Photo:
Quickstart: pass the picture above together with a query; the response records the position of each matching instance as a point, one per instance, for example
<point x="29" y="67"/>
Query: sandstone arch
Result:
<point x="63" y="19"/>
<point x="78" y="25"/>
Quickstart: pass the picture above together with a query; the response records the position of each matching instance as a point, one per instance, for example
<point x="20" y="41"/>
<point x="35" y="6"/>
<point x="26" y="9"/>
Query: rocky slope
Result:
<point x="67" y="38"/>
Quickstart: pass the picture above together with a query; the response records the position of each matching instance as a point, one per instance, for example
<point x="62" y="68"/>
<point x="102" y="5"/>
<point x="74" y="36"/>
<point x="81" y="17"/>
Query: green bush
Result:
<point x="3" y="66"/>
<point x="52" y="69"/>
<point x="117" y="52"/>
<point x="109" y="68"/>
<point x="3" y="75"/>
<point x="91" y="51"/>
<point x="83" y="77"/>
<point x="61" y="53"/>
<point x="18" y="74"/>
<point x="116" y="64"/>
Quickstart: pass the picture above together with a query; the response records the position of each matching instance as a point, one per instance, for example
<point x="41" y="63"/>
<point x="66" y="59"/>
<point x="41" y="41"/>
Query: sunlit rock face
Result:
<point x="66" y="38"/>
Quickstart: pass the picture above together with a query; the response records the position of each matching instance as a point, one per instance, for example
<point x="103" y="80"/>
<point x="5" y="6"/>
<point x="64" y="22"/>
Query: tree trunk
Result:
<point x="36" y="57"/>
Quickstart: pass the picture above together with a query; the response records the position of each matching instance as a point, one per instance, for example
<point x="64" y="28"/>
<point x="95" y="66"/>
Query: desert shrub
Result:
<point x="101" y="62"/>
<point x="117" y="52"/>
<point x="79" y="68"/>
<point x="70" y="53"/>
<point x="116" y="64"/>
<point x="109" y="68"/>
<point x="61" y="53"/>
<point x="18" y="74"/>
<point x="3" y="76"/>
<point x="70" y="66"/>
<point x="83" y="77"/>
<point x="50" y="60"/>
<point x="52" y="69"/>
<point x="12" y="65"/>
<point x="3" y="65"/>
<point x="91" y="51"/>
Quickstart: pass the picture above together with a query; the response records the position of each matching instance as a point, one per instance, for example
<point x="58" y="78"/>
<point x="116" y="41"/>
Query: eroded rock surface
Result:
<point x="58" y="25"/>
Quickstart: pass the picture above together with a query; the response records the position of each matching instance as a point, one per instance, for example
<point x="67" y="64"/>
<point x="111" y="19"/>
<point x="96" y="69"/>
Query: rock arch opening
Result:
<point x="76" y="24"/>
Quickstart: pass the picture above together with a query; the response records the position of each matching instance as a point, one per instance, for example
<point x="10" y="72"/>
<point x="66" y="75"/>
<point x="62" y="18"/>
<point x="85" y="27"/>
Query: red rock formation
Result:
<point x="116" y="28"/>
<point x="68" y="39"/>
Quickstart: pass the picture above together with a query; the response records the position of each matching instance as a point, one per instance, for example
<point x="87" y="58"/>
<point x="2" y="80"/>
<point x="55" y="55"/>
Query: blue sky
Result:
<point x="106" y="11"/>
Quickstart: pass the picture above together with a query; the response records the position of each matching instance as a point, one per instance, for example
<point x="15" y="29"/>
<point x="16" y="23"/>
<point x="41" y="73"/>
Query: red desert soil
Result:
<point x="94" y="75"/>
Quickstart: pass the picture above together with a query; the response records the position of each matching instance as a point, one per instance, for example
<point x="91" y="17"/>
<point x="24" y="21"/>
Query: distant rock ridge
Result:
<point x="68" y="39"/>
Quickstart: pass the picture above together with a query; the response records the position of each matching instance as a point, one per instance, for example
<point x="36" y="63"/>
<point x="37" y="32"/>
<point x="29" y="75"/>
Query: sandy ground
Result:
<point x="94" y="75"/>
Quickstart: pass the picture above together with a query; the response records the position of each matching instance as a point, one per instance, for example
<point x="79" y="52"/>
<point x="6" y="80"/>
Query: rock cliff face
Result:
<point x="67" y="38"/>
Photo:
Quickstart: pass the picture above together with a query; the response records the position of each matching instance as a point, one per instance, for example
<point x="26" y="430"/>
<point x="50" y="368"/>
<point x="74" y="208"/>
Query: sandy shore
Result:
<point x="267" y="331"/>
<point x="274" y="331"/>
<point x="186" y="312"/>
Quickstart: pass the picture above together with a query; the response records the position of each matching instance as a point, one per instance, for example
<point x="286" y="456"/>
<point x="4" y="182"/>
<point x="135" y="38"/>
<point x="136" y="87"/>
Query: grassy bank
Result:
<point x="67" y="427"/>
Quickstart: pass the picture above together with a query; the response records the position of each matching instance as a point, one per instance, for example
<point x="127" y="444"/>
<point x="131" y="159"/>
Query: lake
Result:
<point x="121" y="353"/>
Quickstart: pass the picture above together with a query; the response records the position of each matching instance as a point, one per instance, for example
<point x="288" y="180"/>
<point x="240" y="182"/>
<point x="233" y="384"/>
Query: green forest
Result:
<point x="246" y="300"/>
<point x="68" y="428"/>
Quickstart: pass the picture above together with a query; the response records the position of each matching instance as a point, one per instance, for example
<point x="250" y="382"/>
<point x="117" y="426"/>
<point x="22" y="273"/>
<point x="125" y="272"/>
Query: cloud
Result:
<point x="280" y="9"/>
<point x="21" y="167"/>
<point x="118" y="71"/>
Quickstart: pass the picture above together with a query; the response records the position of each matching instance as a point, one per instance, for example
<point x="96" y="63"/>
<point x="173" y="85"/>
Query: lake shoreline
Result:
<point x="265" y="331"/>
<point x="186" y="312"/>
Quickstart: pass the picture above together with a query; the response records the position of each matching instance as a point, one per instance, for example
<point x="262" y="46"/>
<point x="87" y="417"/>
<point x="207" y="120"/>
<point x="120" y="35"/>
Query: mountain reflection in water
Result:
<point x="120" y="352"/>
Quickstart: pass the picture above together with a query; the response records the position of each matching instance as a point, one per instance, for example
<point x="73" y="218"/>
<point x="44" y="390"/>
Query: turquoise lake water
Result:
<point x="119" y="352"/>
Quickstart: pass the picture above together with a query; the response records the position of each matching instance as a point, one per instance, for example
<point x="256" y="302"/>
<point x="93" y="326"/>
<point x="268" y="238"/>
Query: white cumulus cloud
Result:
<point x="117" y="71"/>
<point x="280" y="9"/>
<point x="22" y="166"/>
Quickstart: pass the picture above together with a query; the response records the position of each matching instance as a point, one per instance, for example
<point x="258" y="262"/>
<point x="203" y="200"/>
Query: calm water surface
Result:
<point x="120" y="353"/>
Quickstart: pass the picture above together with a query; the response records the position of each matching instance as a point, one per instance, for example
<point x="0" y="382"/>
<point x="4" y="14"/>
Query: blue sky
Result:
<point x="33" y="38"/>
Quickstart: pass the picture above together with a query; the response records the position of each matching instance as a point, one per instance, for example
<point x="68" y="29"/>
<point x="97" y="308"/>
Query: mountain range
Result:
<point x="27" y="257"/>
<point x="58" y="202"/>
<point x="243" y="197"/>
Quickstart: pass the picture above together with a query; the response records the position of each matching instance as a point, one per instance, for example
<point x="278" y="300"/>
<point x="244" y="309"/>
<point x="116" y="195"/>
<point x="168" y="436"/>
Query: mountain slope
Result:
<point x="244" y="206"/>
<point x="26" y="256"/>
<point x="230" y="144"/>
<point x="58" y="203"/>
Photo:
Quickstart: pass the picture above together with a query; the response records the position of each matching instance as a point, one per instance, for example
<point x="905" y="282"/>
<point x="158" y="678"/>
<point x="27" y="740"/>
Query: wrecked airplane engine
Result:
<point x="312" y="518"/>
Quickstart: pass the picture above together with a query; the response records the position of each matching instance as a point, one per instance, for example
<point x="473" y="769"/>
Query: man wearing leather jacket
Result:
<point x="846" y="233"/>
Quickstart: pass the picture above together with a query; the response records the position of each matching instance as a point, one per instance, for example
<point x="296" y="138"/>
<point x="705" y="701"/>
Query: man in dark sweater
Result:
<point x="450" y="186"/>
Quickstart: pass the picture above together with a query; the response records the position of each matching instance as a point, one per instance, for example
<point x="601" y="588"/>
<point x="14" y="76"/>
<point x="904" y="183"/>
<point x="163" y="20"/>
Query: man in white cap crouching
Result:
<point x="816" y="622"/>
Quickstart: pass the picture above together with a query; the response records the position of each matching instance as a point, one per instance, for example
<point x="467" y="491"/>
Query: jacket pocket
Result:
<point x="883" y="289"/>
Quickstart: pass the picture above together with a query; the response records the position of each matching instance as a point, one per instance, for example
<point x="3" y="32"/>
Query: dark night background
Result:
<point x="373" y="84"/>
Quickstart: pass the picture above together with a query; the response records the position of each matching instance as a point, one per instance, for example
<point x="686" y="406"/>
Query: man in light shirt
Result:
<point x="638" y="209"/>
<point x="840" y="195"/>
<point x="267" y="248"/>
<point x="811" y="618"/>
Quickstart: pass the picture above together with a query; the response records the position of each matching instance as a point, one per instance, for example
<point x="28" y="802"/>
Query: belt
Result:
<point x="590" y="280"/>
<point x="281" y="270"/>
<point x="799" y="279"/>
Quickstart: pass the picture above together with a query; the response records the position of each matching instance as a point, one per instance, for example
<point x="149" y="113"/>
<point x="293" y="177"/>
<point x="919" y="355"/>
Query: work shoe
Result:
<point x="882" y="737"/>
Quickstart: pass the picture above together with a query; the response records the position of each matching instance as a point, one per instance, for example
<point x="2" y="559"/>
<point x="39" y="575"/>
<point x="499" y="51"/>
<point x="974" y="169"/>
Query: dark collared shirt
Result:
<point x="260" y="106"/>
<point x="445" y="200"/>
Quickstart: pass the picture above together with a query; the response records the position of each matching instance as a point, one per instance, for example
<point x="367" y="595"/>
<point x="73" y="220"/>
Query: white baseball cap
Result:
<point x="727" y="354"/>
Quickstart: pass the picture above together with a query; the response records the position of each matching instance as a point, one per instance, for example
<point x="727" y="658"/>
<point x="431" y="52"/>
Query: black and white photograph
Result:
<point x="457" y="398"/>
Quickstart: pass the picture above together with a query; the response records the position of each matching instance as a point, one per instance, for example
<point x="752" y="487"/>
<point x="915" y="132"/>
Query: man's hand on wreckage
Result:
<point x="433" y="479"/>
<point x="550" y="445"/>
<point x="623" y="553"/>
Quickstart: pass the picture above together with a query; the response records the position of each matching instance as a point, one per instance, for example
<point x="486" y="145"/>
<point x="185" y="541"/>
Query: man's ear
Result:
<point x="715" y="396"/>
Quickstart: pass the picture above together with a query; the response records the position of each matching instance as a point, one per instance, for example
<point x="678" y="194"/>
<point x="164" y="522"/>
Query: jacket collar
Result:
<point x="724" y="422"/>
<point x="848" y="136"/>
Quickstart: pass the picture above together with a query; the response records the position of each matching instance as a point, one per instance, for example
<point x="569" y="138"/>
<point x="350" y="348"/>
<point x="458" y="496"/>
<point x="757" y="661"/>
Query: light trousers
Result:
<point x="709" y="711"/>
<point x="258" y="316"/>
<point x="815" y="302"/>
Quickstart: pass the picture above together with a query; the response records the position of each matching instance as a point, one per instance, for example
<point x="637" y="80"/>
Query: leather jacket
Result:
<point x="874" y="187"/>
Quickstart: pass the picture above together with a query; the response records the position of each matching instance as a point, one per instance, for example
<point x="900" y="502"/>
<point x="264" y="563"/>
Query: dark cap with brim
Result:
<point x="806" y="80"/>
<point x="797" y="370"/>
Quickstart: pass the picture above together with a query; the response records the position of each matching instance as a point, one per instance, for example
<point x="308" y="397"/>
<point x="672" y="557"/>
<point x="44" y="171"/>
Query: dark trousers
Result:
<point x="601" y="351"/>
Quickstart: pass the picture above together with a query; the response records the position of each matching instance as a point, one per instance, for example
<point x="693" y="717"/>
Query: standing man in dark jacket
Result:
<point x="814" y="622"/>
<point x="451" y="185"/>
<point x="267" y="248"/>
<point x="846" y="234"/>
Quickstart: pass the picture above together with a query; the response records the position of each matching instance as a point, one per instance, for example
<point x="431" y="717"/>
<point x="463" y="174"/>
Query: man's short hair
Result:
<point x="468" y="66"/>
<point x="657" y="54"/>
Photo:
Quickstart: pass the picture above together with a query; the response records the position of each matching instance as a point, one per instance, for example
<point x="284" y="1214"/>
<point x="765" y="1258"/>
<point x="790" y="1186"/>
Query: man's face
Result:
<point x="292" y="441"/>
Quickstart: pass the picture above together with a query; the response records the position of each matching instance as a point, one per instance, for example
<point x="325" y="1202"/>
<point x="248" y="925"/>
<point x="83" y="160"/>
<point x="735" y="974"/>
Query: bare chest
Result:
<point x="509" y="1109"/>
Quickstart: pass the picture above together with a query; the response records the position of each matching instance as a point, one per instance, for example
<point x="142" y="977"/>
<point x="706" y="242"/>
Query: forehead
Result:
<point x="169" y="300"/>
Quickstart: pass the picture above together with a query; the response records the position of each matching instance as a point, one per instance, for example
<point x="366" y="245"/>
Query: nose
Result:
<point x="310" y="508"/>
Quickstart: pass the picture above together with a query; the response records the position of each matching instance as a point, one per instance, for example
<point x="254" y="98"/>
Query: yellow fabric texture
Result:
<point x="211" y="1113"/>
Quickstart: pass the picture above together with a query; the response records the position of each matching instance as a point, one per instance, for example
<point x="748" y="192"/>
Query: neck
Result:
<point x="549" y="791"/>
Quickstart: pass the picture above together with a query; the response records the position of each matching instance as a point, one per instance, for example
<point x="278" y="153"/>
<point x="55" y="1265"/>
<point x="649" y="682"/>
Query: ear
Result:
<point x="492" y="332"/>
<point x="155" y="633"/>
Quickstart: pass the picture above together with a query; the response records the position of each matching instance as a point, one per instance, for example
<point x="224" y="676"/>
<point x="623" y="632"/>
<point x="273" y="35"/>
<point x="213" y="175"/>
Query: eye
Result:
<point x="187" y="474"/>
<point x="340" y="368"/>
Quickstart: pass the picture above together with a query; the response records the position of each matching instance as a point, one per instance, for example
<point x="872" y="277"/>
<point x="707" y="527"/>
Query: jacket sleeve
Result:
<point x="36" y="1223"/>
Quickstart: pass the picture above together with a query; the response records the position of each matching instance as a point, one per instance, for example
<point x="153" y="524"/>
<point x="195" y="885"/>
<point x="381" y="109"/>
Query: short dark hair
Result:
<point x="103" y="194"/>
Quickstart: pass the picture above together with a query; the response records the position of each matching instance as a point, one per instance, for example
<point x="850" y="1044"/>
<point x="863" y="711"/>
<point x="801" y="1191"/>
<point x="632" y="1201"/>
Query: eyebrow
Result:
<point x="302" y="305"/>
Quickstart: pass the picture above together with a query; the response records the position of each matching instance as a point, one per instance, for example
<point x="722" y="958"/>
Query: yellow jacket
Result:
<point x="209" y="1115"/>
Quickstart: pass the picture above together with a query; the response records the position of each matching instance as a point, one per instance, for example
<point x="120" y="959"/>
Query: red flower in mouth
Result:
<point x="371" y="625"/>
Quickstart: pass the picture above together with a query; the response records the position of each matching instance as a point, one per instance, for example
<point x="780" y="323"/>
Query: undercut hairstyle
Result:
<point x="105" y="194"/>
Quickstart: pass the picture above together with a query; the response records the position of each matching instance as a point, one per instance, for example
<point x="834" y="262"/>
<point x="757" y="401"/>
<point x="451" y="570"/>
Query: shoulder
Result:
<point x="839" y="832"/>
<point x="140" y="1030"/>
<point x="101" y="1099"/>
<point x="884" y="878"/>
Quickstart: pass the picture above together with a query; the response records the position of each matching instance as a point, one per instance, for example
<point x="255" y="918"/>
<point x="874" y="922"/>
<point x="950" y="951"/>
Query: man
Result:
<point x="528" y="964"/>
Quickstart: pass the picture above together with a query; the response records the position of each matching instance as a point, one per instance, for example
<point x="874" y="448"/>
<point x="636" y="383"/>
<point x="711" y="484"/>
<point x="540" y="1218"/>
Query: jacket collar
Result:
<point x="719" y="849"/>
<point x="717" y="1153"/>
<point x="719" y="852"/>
============================================================
AUFGABE
Zähle die Zeilen der Einträge oben, in denen die Zeichenfolge „lake“ vorkommt. Gib nur die Anzahl an.

ANTWORT
3